* **WRITTEN INSTRUCTION**
Copy out word for word the lines from the one containing "Spot the glass" up to and including the one containing "[[167, 208]]".

────────────────────────────────────────

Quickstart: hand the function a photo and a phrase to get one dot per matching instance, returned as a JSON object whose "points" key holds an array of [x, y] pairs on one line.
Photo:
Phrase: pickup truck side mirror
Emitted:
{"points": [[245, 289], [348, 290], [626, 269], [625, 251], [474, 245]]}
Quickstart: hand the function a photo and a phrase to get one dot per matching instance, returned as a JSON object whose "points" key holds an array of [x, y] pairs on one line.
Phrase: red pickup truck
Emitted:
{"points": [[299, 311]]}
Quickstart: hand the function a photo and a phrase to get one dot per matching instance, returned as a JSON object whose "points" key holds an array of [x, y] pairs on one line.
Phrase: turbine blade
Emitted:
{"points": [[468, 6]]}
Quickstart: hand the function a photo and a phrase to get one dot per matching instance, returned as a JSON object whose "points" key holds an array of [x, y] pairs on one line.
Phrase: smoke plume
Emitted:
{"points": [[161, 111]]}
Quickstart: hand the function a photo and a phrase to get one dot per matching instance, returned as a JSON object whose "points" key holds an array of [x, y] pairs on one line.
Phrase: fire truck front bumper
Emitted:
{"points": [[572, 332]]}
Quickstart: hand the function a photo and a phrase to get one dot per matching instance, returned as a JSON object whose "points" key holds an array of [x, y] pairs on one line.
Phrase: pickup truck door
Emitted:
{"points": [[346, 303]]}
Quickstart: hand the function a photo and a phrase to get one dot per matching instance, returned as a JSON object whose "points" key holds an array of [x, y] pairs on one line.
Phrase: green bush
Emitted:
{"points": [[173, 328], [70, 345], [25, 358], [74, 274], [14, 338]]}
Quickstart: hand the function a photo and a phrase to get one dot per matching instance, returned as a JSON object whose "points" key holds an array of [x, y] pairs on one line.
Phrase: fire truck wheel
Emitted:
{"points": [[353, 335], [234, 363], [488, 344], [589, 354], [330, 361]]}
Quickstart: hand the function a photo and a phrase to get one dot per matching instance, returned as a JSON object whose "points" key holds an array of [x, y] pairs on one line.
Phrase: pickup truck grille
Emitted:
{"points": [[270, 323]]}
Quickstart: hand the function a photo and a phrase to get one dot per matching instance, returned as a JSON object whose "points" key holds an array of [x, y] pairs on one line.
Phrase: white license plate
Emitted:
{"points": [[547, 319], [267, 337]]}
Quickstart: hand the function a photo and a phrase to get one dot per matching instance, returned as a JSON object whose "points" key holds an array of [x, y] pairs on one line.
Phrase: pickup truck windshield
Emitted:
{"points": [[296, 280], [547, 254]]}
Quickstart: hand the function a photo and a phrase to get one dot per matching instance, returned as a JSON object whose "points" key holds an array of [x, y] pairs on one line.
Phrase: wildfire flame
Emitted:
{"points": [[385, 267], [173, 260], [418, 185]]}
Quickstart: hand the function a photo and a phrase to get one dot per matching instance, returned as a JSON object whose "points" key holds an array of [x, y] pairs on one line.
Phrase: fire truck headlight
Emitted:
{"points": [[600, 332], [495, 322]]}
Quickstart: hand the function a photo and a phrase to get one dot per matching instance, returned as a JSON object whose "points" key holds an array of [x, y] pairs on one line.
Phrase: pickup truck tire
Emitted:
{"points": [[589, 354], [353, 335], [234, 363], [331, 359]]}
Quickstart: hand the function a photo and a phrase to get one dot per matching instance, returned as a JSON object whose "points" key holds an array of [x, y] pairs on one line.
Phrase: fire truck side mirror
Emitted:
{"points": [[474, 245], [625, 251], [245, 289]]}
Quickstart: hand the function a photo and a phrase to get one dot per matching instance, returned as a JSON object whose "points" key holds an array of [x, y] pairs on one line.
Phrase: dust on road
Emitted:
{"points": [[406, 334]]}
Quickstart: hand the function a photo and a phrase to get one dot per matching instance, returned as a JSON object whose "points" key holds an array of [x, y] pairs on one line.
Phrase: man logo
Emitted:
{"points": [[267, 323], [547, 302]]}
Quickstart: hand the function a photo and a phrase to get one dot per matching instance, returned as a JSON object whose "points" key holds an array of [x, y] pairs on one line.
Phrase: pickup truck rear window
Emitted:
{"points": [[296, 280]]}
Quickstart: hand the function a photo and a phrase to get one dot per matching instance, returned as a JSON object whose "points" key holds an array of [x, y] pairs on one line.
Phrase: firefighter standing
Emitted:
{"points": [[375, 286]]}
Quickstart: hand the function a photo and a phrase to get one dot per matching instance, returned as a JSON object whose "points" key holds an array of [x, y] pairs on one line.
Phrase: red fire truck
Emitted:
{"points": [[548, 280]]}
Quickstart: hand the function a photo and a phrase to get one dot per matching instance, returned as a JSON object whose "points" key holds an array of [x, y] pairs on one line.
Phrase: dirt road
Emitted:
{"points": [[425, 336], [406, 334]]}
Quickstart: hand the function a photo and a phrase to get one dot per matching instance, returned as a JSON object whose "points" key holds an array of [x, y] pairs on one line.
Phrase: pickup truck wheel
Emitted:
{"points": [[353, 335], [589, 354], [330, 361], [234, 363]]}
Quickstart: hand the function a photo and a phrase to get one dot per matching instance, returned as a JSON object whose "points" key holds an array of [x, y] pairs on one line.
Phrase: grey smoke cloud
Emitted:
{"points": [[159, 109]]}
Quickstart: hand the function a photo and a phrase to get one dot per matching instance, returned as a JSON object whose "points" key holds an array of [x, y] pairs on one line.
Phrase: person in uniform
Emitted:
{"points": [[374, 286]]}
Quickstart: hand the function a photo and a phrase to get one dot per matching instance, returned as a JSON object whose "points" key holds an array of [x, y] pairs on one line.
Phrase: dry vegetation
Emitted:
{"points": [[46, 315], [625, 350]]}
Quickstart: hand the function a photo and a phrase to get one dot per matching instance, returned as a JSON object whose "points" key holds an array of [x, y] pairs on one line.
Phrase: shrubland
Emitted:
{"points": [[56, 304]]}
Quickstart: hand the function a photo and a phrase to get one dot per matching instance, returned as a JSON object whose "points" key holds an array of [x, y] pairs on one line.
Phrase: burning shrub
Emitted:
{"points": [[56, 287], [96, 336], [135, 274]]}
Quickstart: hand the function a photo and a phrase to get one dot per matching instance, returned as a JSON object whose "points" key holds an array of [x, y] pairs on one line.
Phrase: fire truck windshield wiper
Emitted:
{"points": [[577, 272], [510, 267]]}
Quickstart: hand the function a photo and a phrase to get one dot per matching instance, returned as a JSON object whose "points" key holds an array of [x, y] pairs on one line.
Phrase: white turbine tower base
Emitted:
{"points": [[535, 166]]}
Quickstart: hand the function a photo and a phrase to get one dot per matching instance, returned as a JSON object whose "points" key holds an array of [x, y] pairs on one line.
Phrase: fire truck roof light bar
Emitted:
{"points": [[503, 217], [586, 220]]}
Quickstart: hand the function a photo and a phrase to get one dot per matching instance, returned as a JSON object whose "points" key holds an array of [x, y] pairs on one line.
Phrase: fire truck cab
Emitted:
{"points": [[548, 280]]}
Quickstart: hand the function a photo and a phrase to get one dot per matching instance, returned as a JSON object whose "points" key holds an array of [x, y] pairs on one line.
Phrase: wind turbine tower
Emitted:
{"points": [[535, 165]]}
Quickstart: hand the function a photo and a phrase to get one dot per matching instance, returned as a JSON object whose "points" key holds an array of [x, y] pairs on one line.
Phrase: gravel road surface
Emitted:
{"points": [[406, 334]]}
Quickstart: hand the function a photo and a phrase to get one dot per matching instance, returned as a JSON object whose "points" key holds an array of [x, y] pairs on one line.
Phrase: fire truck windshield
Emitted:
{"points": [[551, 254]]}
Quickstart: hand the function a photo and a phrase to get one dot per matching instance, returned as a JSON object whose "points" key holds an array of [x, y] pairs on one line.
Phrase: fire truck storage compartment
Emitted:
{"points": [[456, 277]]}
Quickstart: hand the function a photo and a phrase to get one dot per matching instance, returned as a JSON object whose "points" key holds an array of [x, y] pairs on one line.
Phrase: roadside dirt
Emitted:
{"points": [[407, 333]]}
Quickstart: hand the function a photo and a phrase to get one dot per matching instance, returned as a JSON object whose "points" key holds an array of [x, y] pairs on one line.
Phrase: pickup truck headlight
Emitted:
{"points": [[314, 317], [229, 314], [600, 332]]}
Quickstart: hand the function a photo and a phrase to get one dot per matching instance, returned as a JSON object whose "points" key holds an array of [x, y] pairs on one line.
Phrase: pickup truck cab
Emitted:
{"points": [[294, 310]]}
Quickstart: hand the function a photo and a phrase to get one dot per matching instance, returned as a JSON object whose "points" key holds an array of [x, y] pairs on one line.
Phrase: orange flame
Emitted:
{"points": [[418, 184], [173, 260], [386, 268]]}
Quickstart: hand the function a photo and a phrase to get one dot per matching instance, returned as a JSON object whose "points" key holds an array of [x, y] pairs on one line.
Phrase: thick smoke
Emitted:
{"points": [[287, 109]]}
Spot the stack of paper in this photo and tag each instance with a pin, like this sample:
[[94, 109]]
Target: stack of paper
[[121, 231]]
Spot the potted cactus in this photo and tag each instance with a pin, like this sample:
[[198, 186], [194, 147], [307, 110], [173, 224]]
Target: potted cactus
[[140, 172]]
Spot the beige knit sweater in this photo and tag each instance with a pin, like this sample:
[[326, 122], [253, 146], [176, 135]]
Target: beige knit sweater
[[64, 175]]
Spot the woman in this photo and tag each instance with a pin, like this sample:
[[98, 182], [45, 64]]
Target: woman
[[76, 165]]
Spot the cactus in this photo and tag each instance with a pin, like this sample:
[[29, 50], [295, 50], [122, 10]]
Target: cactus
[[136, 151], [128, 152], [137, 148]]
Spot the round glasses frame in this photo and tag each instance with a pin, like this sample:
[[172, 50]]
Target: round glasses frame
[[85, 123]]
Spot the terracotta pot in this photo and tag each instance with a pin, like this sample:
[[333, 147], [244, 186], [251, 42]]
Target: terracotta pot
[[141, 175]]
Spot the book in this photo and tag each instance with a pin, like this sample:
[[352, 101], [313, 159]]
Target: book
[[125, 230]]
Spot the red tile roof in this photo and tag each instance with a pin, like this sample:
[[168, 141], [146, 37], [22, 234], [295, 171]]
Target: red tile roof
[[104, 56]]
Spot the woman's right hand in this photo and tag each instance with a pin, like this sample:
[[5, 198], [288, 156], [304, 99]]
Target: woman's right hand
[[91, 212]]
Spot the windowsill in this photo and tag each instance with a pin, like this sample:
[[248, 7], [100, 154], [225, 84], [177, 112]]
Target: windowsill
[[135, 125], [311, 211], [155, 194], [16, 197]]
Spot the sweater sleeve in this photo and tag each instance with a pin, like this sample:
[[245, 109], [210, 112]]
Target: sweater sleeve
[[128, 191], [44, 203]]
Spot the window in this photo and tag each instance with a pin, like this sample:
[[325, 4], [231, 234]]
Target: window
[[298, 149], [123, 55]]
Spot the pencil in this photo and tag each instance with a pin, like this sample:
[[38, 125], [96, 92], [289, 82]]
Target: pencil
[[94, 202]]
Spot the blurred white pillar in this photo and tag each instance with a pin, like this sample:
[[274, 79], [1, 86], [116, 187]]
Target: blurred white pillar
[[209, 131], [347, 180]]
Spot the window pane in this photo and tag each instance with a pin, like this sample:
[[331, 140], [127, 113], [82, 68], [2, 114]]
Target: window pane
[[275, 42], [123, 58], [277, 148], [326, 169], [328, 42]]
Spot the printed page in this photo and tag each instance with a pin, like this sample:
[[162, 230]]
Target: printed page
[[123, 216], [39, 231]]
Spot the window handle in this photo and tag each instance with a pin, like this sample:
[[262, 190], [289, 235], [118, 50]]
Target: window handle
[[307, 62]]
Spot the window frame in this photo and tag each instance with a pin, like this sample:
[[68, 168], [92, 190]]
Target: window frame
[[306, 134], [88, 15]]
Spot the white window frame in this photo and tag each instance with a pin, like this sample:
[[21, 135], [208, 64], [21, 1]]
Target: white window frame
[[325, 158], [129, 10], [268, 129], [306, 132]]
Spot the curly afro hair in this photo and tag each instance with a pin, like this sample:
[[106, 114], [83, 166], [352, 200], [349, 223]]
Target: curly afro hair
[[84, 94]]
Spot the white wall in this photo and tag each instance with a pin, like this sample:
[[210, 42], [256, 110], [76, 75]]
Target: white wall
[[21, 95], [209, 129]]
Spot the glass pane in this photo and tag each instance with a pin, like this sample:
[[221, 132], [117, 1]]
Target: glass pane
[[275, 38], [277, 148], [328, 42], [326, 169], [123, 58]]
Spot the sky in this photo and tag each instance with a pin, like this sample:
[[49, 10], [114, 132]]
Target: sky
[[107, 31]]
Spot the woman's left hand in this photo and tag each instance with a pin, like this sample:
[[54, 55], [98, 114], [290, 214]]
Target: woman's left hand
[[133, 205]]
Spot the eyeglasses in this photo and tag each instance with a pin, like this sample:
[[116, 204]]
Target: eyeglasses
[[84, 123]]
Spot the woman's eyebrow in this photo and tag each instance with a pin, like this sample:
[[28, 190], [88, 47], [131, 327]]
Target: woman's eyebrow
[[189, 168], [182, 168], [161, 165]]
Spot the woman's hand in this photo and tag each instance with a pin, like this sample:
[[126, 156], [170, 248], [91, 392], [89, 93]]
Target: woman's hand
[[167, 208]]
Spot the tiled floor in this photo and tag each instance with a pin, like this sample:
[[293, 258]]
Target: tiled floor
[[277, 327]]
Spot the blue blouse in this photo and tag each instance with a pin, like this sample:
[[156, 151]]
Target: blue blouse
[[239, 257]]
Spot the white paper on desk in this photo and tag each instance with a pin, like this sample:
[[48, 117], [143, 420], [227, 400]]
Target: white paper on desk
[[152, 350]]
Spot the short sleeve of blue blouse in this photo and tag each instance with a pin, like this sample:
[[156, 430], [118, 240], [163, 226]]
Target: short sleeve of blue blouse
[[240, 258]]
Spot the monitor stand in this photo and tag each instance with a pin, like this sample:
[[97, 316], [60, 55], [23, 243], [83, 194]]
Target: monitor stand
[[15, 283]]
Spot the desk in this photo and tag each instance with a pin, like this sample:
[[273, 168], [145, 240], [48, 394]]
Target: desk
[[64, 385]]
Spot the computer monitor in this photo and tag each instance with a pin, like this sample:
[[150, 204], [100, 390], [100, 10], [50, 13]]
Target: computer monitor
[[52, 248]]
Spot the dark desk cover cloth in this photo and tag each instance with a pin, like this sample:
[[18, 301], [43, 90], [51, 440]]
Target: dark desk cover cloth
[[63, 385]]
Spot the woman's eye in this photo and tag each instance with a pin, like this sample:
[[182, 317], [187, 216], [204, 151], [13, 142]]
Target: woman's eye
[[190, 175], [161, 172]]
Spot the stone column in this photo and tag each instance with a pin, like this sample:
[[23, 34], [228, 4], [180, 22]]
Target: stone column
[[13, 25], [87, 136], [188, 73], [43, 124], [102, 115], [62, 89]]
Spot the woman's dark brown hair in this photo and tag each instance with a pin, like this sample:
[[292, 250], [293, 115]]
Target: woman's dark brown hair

────────────────────────────────────────

* **THE RESULT**
Spot the glass pane in this photo and tag each instance with a pin, like this sample:
[[221, 132], [117, 1]]
Target: glass pane
[[275, 38], [277, 148], [328, 42], [326, 169], [123, 58]]
Spot the sky in this photo and tag each instance with a pin, like this sample:
[[49, 10], [114, 132]]
Target: sky
[[107, 31]]
Spot the woman's left hand in this photo and tag each instance with a pin, like this sample:
[[54, 55], [98, 114], [290, 214]]
Target: woman's left hand
[[133, 205]]
Spot the eyeglasses in this photo and tag each instance with a pin, like this sample:
[[116, 204]]
Target: eyeglasses
[[84, 123]]
Spot the woman's eyebrow in this photo and tag each instance with a pin, like this sample:
[[28, 190], [88, 47], [131, 327]]
Target: woman's eyebrow
[[189, 168], [182, 168], [161, 165]]
Spot the woman's hand in this photo and tag each instance with a pin, like this sample:
[[126, 156], [170, 248], [91, 392], [89, 93]]
Target: woman's hand
[[167, 208]]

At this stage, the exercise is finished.